TASK TO COMPLETE: Which lines in the items below contain the string "banner"? Copy each of those lines in full.

DATA SECTION:
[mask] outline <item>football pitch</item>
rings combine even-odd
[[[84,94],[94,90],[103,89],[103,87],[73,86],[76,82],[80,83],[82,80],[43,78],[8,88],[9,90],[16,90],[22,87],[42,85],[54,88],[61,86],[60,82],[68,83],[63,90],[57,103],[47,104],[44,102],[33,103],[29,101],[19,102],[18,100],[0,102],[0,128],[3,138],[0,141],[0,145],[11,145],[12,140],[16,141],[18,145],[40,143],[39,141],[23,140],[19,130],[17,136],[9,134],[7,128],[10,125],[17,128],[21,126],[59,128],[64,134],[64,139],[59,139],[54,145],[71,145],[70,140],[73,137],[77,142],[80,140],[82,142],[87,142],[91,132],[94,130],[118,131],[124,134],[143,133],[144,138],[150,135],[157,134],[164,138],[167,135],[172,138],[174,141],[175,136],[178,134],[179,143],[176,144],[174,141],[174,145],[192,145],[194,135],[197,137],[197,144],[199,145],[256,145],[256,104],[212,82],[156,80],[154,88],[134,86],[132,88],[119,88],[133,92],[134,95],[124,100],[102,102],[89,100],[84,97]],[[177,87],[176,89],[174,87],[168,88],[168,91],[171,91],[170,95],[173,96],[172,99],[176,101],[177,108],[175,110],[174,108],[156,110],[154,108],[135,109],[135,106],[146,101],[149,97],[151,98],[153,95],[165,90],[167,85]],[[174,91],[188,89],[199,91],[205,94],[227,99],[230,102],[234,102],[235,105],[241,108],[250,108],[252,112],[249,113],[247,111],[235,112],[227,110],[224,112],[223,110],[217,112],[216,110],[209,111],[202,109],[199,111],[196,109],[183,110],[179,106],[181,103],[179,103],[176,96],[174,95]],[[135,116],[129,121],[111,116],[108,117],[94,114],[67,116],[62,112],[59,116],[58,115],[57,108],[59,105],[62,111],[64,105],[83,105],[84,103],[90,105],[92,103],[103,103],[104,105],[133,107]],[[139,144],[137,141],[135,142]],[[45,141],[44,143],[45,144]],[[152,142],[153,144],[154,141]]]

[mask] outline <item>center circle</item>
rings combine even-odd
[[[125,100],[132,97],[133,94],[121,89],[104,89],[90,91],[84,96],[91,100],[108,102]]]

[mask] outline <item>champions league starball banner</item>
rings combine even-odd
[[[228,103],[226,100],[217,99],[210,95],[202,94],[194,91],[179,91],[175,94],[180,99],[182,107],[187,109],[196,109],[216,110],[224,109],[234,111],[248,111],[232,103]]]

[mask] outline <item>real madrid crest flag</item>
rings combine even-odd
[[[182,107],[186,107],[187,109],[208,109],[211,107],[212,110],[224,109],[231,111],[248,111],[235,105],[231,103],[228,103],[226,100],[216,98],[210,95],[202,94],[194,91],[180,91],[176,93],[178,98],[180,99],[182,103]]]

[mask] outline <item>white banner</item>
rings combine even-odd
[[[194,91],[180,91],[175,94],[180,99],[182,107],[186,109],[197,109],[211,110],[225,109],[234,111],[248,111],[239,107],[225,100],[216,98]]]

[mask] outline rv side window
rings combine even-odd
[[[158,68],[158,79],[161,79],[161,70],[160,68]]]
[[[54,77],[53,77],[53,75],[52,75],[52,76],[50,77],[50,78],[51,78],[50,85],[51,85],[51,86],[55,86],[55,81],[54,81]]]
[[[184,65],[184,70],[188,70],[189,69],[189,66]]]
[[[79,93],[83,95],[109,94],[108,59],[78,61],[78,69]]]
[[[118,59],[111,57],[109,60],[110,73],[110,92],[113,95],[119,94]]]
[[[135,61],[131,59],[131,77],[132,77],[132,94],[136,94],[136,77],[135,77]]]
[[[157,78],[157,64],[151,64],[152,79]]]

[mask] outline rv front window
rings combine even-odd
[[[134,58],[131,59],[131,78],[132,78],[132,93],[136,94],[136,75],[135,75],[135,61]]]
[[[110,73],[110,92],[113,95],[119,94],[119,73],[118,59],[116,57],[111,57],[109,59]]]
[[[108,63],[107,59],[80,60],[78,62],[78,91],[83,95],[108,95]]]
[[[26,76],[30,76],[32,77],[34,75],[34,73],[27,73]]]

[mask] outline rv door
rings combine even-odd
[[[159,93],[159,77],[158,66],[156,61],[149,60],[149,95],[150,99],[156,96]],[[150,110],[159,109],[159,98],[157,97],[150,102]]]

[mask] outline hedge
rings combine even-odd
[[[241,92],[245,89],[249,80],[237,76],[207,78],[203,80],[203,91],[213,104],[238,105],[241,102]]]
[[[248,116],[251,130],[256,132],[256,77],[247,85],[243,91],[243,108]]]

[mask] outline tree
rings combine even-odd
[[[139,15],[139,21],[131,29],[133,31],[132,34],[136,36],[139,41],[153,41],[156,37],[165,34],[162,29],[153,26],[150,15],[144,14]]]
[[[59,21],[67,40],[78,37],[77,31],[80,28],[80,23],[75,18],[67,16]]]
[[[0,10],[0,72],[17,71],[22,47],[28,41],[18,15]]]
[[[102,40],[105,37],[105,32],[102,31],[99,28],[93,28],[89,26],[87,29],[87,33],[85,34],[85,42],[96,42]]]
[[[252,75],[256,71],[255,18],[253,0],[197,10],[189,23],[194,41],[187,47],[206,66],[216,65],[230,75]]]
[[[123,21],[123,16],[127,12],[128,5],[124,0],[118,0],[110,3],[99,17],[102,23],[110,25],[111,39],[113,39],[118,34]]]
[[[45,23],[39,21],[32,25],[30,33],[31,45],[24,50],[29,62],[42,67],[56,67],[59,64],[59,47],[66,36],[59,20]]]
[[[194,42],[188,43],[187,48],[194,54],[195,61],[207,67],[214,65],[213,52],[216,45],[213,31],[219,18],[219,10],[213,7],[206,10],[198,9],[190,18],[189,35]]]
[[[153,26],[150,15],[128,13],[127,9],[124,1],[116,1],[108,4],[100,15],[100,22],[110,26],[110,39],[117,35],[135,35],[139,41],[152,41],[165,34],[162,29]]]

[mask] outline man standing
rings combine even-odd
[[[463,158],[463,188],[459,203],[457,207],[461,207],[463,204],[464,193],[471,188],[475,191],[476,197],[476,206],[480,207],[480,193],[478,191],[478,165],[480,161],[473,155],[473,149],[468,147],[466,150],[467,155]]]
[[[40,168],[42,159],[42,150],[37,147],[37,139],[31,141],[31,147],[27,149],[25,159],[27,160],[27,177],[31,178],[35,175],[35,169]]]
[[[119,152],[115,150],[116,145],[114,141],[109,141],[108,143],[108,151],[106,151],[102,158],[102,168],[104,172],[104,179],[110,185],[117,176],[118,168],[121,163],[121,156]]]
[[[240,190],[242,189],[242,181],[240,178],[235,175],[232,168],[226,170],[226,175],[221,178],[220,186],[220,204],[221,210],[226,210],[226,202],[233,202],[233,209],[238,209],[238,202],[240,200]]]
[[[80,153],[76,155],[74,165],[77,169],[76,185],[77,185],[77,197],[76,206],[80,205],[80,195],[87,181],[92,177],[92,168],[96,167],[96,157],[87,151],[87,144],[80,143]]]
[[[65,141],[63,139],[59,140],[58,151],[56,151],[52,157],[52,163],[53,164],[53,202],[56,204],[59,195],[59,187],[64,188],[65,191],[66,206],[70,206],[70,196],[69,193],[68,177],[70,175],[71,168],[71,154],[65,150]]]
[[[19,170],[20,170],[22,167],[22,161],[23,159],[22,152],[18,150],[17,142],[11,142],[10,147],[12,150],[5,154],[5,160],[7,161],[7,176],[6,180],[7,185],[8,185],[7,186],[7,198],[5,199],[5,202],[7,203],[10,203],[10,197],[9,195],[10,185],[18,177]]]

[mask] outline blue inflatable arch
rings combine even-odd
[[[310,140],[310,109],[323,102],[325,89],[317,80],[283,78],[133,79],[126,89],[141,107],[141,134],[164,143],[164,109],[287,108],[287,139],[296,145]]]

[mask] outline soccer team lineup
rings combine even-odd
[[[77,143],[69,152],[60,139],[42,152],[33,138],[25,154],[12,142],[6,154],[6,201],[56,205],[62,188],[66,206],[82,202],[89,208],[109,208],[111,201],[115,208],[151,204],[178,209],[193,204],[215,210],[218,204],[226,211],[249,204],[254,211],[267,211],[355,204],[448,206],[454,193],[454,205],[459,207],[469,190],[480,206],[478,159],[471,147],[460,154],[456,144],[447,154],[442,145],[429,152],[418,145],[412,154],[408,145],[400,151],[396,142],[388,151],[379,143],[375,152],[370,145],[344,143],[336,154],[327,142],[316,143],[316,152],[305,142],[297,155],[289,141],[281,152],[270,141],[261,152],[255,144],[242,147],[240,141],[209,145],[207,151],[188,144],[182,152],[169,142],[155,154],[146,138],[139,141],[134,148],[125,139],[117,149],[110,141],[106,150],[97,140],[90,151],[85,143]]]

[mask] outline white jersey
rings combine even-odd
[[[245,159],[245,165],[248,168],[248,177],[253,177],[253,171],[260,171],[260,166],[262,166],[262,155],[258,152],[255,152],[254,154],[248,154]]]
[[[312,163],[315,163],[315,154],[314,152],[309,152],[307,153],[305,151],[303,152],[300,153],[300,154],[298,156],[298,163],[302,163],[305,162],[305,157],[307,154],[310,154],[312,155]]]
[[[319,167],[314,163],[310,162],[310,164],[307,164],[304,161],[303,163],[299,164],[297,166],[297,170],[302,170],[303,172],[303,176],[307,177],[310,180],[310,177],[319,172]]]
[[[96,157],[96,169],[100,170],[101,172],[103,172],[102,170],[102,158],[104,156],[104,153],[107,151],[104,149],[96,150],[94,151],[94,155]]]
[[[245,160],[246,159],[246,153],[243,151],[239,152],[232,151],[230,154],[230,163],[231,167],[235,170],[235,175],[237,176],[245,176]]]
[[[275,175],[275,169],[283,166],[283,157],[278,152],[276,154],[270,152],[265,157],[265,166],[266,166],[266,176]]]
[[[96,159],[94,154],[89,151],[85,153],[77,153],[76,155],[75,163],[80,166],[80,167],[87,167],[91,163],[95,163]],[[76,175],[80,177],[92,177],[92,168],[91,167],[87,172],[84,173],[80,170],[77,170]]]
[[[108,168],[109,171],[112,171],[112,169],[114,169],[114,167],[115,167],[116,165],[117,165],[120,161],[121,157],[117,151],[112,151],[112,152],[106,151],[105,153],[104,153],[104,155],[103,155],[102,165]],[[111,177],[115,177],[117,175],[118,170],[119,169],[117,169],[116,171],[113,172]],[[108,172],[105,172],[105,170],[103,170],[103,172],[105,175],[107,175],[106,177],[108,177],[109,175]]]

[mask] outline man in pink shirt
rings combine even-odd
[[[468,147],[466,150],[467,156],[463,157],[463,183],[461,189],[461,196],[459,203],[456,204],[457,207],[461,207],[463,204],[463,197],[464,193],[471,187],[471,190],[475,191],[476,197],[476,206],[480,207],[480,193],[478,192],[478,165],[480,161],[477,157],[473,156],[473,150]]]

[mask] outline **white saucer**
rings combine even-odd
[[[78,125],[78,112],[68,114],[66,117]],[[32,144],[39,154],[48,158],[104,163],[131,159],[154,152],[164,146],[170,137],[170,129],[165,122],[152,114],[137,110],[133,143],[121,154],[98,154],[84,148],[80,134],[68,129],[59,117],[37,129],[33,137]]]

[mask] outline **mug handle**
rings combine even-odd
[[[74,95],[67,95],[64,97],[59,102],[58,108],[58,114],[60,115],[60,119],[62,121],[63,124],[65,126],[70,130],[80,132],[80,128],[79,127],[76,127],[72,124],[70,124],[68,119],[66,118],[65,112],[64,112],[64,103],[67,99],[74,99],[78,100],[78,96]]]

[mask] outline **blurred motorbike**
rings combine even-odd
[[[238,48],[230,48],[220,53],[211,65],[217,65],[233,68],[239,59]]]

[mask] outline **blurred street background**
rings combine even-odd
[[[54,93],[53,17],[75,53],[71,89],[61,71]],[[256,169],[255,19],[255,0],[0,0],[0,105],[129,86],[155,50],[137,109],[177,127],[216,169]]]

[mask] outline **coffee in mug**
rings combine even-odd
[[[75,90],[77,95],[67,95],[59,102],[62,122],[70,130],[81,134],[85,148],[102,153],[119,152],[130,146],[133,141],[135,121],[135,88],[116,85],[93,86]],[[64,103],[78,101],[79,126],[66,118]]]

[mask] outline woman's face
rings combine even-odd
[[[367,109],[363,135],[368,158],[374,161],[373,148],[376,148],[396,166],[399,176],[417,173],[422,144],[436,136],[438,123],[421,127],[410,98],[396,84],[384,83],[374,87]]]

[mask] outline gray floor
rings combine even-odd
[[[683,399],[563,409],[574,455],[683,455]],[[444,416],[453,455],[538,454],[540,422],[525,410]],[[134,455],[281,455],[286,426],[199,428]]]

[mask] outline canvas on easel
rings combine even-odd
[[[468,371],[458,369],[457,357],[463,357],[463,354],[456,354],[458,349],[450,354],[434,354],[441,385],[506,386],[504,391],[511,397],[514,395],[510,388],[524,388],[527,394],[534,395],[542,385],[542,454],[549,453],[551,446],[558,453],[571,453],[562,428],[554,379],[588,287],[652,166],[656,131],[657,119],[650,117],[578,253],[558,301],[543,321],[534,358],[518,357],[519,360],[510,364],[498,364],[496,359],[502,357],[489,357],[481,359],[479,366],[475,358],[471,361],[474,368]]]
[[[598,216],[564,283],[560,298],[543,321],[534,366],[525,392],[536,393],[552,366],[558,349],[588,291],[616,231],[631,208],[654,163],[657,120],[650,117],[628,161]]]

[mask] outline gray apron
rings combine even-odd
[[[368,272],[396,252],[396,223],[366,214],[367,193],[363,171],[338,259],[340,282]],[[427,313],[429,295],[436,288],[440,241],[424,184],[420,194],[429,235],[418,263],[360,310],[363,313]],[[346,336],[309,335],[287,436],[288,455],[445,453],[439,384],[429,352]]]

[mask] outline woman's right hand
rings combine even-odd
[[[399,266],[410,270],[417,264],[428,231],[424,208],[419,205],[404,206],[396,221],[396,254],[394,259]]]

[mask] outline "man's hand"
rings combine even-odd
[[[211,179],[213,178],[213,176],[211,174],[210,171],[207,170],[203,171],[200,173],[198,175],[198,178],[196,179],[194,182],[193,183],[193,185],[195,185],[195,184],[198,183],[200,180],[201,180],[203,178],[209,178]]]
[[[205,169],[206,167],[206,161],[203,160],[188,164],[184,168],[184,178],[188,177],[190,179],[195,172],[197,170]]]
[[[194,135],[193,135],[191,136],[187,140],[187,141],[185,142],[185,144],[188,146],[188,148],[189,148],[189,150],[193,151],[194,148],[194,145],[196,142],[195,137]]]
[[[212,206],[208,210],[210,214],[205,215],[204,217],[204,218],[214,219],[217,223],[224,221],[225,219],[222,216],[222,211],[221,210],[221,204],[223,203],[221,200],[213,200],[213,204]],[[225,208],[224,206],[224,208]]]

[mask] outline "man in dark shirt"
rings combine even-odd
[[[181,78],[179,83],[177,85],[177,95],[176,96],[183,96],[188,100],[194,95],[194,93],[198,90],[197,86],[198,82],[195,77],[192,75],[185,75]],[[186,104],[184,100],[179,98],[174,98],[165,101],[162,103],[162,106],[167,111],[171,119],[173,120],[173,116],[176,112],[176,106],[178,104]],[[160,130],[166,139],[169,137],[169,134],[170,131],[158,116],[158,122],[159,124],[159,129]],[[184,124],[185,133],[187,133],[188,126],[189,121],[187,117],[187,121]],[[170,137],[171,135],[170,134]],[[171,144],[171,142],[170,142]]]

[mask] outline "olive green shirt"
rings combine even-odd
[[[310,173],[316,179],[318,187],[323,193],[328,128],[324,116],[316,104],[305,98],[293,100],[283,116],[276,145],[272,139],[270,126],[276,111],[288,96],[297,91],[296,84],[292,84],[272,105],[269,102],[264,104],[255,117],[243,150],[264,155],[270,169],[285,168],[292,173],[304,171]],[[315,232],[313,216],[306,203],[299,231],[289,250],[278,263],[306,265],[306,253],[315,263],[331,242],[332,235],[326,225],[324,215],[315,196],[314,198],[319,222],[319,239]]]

RESULT FOR THIS TASK:
[mask] outline <item>champions league starball banner</item>
[mask] outline <item>white banner</item>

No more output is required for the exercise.